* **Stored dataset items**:

Start of Block

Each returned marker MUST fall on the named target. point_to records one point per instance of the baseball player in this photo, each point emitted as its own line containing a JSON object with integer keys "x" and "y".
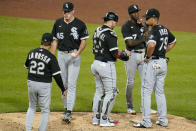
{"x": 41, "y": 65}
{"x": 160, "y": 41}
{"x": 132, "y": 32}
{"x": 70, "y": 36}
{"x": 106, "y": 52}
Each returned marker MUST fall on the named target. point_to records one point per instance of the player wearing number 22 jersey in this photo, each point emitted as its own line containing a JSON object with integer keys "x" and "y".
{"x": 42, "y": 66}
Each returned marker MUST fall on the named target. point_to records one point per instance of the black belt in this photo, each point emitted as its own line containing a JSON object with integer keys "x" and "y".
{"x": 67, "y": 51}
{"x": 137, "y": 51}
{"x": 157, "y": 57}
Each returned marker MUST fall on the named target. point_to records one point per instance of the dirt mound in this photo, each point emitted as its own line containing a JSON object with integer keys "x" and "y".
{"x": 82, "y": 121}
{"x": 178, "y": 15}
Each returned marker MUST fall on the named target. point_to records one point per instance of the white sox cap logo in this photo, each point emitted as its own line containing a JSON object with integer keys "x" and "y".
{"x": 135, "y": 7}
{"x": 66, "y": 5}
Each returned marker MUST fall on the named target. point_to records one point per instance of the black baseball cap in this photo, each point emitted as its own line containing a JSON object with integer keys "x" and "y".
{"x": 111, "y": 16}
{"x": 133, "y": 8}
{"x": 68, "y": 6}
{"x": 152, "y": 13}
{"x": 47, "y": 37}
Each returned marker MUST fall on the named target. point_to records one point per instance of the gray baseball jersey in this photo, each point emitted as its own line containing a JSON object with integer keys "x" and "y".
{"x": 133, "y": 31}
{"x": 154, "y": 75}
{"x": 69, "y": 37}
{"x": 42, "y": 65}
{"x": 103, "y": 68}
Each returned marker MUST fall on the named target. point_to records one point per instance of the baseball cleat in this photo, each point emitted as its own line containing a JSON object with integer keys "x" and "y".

End of Block

* **Problem**: Print every line above exactly as given, but not the pictures.

* **Answer box**:
Each returned marker MUST fall on the named target. point_to records one point per instance of the baseball player in this photo, each point emitted as its own line containing a JSON object with integer keys "x" and "y".
{"x": 41, "y": 65}
{"x": 160, "y": 41}
{"x": 132, "y": 32}
{"x": 70, "y": 36}
{"x": 106, "y": 52}
Each returned marker MUST fall on the named target. point_to records one point per instance of the player wearing number 22 jersey in this photo, each point emitted as its own line containing a JSON object with integer keys "x" and "y".
{"x": 42, "y": 66}
Each returned marker MUST fall on the named target. point_to records one point per instance of the black belt in this photo, each point emitted as its own line containing a JSON object with integer keys "x" and "y".
{"x": 67, "y": 51}
{"x": 137, "y": 51}
{"x": 157, "y": 57}
Each returned marker MUST fall on the named target. point_to records one point per instance of the dirt mound in this photo, each point emitted as its own line containing a JSON object with integer keys "x" and "y".
{"x": 82, "y": 121}
{"x": 178, "y": 15}
Each returned marker MUST fall on the named target. point_to records one point per instance of the white sox cap logo in this photo, each point emitted as its own line containing a JSON object with integer keys "x" and "y".
{"x": 135, "y": 7}
{"x": 66, "y": 5}
Each returned marker MUST fall on the named target. point_to records one point per instance of the black baseball cap in this photo, each point emitted as its own line containing a JSON object with integer keys "x" and "y".
{"x": 111, "y": 16}
{"x": 133, "y": 8}
{"x": 68, "y": 6}
{"x": 152, "y": 13}
{"x": 47, "y": 37}
Each returned marker MUST fall on the named target. point_to records one point per instance of the gray baseball jersey in this photo, each point emitted as its own line containing a JSON object with integer keys "x" and "y".
{"x": 133, "y": 31}
{"x": 154, "y": 75}
{"x": 69, "y": 37}
{"x": 42, "y": 65}
{"x": 103, "y": 68}
Each returned marker MUST fall on the named target. point_to records one point per instance of the baseball cleat in this photo, each point emitted as its own line containing a JSON object with integer keys "x" and "y".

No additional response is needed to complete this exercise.